### DIRECTION
Skip any picture you find and retype all the remaining lines exactly.
■ ■ ■
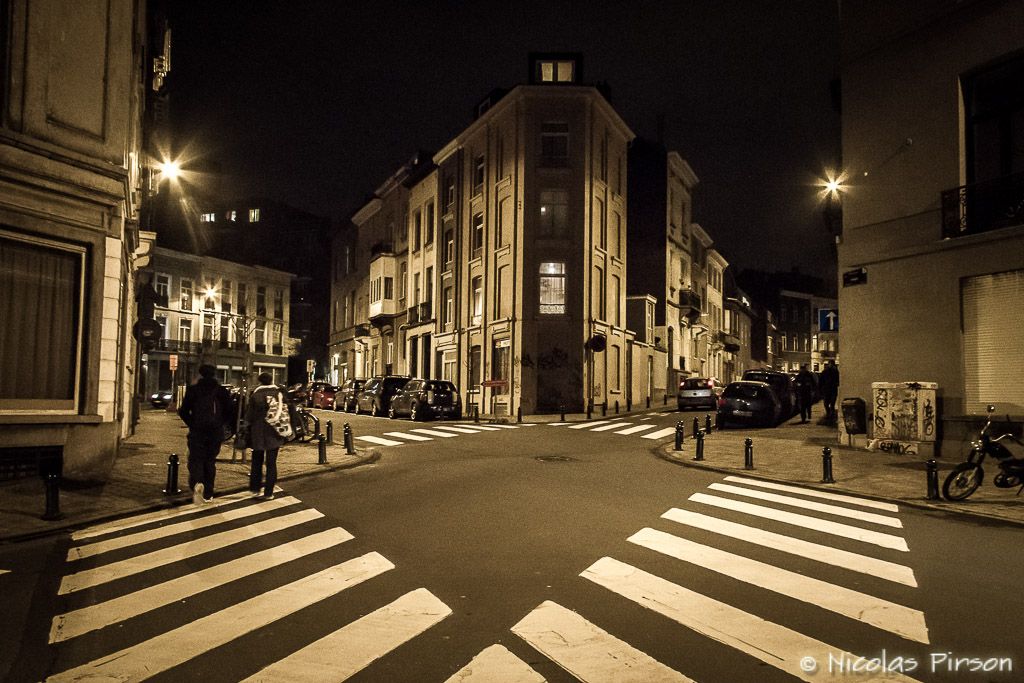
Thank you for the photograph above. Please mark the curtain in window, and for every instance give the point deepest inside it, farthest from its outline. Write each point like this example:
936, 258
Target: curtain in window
39, 309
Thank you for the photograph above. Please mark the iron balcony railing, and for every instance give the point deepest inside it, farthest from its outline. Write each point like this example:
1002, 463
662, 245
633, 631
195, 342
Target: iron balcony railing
983, 206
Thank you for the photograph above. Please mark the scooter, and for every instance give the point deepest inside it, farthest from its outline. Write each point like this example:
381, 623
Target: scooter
967, 476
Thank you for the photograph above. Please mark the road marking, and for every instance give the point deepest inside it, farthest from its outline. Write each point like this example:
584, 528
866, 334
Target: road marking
433, 432
810, 505
190, 548
179, 645
379, 440
496, 665
660, 433
835, 556
586, 650
100, 547
411, 437
360, 642
638, 428
78, 622
867, 503
774, 644
853, 604
814, 523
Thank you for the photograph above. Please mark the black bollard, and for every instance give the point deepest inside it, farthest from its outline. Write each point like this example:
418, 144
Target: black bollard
52, 483
826, 476
171, 487
346, 434
932, 468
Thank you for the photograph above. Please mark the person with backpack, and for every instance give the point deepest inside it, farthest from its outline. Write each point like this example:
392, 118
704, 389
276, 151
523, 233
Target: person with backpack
209, 412
269, 427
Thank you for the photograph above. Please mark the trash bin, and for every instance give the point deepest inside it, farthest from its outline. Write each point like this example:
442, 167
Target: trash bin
854, 416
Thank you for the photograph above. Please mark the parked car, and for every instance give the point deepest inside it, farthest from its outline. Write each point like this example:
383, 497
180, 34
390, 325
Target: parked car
322, 395
344, 398
750, 402
426, 398
698, 392
376, 395
782, 384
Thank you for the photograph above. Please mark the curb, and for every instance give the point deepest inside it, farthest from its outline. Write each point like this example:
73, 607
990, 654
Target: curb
372, 457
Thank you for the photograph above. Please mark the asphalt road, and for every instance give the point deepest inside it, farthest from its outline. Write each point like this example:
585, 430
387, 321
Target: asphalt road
466, 542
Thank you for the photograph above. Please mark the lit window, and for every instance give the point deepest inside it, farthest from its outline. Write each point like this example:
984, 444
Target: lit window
553, 288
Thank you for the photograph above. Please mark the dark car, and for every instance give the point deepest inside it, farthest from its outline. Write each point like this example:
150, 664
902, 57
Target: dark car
344, 398
750, 402
781, 383
322, 395
376, 395
426, 398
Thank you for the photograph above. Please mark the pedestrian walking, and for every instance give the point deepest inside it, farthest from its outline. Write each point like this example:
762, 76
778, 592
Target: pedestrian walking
805, 392
829, 390
209, 412
266, 404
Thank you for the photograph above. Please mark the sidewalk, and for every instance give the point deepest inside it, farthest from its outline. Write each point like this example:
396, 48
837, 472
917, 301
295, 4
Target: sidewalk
139, 476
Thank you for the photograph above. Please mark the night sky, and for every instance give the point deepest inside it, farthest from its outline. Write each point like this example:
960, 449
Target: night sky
316, 103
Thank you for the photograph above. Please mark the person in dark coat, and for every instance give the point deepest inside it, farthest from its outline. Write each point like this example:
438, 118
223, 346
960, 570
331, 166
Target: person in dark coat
208, 411
264, 439
829, 389
805, 392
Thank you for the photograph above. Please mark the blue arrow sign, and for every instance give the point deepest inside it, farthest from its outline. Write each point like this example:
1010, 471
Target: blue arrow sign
827, 319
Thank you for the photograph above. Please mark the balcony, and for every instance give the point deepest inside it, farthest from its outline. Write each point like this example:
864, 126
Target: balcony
983, 206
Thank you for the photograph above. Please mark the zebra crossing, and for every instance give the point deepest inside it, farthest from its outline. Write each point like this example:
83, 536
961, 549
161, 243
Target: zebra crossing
435, 432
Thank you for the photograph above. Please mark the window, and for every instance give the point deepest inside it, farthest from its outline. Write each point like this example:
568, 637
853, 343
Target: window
42, 308
476, 289
477, 233
554, 212
554, 142
553, 288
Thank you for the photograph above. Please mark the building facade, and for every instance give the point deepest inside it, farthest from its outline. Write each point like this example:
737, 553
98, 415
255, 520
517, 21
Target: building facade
932, 251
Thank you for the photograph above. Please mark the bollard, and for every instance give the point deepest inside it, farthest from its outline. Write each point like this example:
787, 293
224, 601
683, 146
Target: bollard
171, 487
346, 434
322, 450
932, 468
826, 476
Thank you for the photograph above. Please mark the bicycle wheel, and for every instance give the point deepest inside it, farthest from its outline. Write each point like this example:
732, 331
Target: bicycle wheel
963, 481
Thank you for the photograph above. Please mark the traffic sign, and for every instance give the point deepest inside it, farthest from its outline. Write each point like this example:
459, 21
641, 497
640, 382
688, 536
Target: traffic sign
827, 319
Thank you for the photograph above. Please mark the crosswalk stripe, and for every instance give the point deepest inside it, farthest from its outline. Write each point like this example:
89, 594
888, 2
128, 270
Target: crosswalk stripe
179, 645
433, 432
496, 665
638, 428
100, 547
160, 515
660, 433
810, 505
360, 642
853, 604
78, 622
774, 644
133, 565
411, 437
586, 650
826, 554
813, 493
814, 523
379, 440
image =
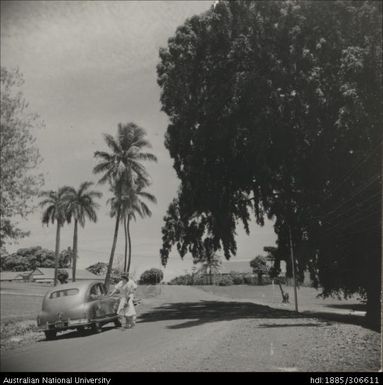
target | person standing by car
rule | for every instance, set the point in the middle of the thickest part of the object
(126, 288)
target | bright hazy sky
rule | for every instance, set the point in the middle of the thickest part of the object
(88, 66)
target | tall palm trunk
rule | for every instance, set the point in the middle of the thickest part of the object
(109, 271)
(75, 242)
(130, 245)
(126, 245)
(57, 251)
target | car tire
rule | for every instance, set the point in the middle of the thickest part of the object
(97, 327)
(117, 323)
(50, 334)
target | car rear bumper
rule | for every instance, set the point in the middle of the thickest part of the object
(74, 324)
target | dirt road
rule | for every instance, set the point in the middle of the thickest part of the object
(187, 329)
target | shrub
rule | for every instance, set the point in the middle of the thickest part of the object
(151, 277)
(248, 279)
(199, 280)
(225, 280)
(182, 280)
(237, 278)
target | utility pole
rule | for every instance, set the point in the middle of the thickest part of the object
(293, 269)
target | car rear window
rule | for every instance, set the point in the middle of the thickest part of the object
(63, 293)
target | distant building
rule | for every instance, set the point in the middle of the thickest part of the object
(46, 275)
(242, 267)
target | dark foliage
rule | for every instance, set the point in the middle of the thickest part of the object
(275, 110)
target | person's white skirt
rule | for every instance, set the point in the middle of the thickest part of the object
(126, 308)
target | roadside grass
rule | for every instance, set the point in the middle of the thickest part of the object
(270, 295)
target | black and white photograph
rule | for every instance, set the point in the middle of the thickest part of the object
(191, 186)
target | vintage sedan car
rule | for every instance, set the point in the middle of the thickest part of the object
(78, 305)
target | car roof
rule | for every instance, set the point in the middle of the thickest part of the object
(81, 285)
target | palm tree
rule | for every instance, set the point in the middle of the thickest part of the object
(134, 204)
(79, 206)
(121, 168)
(54, 204)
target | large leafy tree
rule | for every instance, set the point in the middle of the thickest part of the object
(80, 205)
(54, 204)
(19, 157)
(275, 109)
(122, 167)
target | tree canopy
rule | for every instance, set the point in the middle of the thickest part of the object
(275, 110)
(19, 182)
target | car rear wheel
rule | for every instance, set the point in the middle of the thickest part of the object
(50, 334)
(97, 327)
(117, 323)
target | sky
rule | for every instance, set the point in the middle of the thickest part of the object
■ ■ ■
### TASK RESULT
Thank you for the photograph above. Please mark the curtain in window, and for every instance give the point deepest inside it, farthest from its outline. Write each point like this example:
936, 258
Target: curtain in window
39, 309
Thank you for the photograph above. Please mark the iron balcony railing, and for every instance give the point deepest inside it, farthest from its outline. Write each point like this example:
1002, 463
662, 245
633, 631
195, 342
Target: iron balcony railing
983, 206
Thank you for the photograph above. Please mark the scooter, and for every instance give the point deepest inside it, farthest from its outline. Write each point like this example:
381, 623
Target: scooter
967, 476
Thank you for the photograph above. Please mark the road marking, and for every instance give the point deepest inside it, farthest from its outline. Write each point like this example:
584, 528
866, 334
Target: road marking
433, 432
810, 505
190, 548
179, 645
379, 440
496, 665
660, 433
835, 556
586, 650
100, 547
411, 437
360, 642
638, 428
78, 622
867, 503
774, 644
853, 604
814, 523
Thank you for the photograph above. Please mark the black bollard, and for every instance give the point deepest inside it, farthest from its outline. Write each point like this example:
418, 144
Target: black bollard
52, 483
826, 476
171, 487
346, 434
932, 468
Thank you for the photograph above. Please mark the person with backpack, and for every instance give the point deepest inside it, farthest from its outline. Write each point like this example:
392, 118
704, 389
276, 151
523, 233
Target: person with backpack
209, 412
269, 427
Thank you for the photograph above. Please mark the trash bin, and for every instance give the point deepest inside it, farthest from its outline. Write each point like this example:
442, 167
Target: trash bin
854, 416
Thank you for the photograph above. Please mark the parked car, and for every instance give the point deepest inside it, farthest from its outline. Write each point like this example:
383, 497
180, 34
390, 325
Target: parked car
322, 395
344, 398
750, 402
426, 398
698, 392
376, 395
782, 384
Thank you for the photograph above. Please mark the curb, and for every instance give the point deepest inside it, farthest from its outline. Write each point like this example:
73, 607
990, 654
Target: curb
372, 457
Thank you for the photograph above. Please mark the asphalt road, and for every instance give the point deepest inside it, farthest from its outline. Write each point like this example:
585, 430
387, 321
Target: asphalt road
466, 542
Thank you for the photograph above. Please mark the lit window, and for every instance give the point deepest inside it, farthest from its outline. Write each point like this example:
984, 444
Target: lit window
553, 288
Thank you for the photograph above. Please mark the dark car, and for every instance give the point deepest inside it, farthest from its outline. Write each point like this example:
150, 664
902, 57
Target: dark car
344, 398
750, 402
781, 383
322, 395
376, 395
426, 398
Thank you for the photograph above. Please mark the pedestrian walking, and for every instance give the point deepest inside it, farthest from its outline. Write each point like this example:
762, 76
778, 592
Target: pedestrian walking
805, 392
829, 390
209, 412
266, 404
Thank you for the photograph above. Please mark the sidewalk, and for every instance give the point deepest inside it, farthest from its outline. Write each point like this example:
396, 48
837, 472
917, 301
295, 4
Target: sidewalk
139, 476
Thank you for the photograph above. Please mark the night sky, and for every instance give the point deepest inside it, farthest from its outline. Write each point like this example:
960, 449
Target: night sky
316, 103
Thank you for the photograph above. Please mark the person in dark coat, and for every instance give the point deepest inside it, farthest from its outline. Write each point like this example:
438, 118
223, 346
960, 570
331, 166
Target: person in dark coat
208, 411
264, 439
829, 389
805, 392
Thank you for the photograph above. Please mark the blue arrow sign, and for every instance give the point deepest inside it, farthest from its outline. Write each point like this example:
1010, 471
Target: blue arrow sign
827, 319
Thank you for the photograph above. Please mark the balcony, and for every instance give the point deepest inside it, farthest from its outline. Write each point like this example:
864, 126
Target: balcony
983, 206
Thank you for the photograph above. Please mark the zebra crossing, and for every instance give the point deepest inside it, farthest from its outline. Write each point like this example:
83, 536
961, 549
161, 243
Target: zebra crossing
435, 432
Thank you for the photograph above. Please mark the window, and for every instance give the point deepest inside it, farthest from its outline. Write each point like this example:
568, 637
853, 343
Target: window
42, 308
476, 289
477, 233
554, 212
554, 142
553, 288
Thank you for the photograph above. Please mark the building facade, and for every instance give the point deepest inside it, farthest from its outline. Write each point like this example:
737, 553
98, 415
255, 520
517, 21
Target: building facade
932, 251
Thank you for the photograph above. Please mark the bollard, and for every instance give the point deepest inside it, farthest from its outline. Write each point like this example:
787, 293
224, 601
683, 146
Target: bollard
171, 487
346, 434
322, 450
932, 468
826, 476
Thank you for the photograph above. Please mark the bicycle wheel, and for every instance give the point deepest inside it, farthest from its outline. Write each point like this example:
732, 331
Target: bicycle wheel
963, 481
Thank you for the photograph above. Please mark the traffic sign, and for every instance give the point deepest inside it, farthest from its outline. Write each point like this example:
459, 21
641, 497
640, 382
688, 536
Target: traffic sign
827, 319
Thank you for the photograph above. Please mark the crosswalk stripe, and for every instance give the point deepest inside it, farthest from its outline. Write each point like this example:
89, 594
888, 2
128, 270
Target: crosswalk stripe
179, 645
433, 432
496, 665
638, 428
100, 547
160, 515
660, 433
810, 505
360, 642
853, 604
78, 622
774, 644
133, 565
411, 437
586, 650
826, 554
813, 493
814, 523
379, 440
image =
target | person standing by car
rule | for every instance, set the point in the middle of the thickest part of the object
(126, 288)
target | bright hazy sky
rule | for every instance, set the point in the middle of the thickest part of the object
(88, 66)
target | tall palm trunk
rule | for every instance, set the point in the middle of the thickest part of the object
(109, 271)
(75, 242)
(130, 245)
(126, 245)
(57, 251)
target | car tire
rule | for every instance, set the point in the middle of the thickest part of the object
(97, 327)
(117, 323)
(50, 334)
target | car rear bumper
rule | for every instance, set the point in the middle of the thickest part of the object
(74, 324)
target | dirt road
rule | for every instance, set the point in the middle of the thickest part of the object
(187, 329)
target | shrub
rule | for every instance, set the point in the middle of the thickest part of the object
(151, 277)
(248, 279)
(199, 280)
(225, 280)
(182, 280)
(237, 278)
target | utility pole
rule | for every instance, set the point in the middle of the thickest part of the object
(293, 269)
target | car rear window
rule | for every instance, set the point in the middle of the thickest part of the object
(63, 293)
target | distant building
rule | for every instance, set the point in the middle of the thickest part of the object
(46, 275)
(242, 267)
target | dark foliage
rule | for every instance, set the point in the middle of the thickest part of the object
(275, 110)
target | person's white skirt
rule | for every instance, set the point in the middle of the thickest part of the object
(126, 308)
target | roadside grass
rule | for every instance, set the point in the middle of the thickest part of the object
(270, 295)
target | black and white photograph
rule | for every instance, set the point in the middle of the thickest part of the object
(191, 186)
target | vintage sedan car
rule | for every instance, set the point in the middle of the thickest part of the object
(78, 305)
target | car roof
rule | for every instance, set the point in the middle of the thickest part of the object
(81, 285)
target | palm tree
rule | for every instance, set the point in the middle of the thickest part of the object
(134, 204)
(79, 206)
(121, 168)
(54, 204)
target | large leafy tree
rule | for every instance, set the point in the middle of the thickest part of the object
(80, 205)
(54, 204)
(19, 157)
(275, 109)
(122, 167)
target | tree canopy
rule | for every instance, set the point in the middle of the thickest part of the object
(275, 110)
(19, 182)
target | car rear wheel
rule | for every instance, set the point in the middle of the thickest part of the object
(50, 334)
(97, 327)
(117, 323)
target | sky
rule | for every instance, set the point in the middle of the thickest part of the object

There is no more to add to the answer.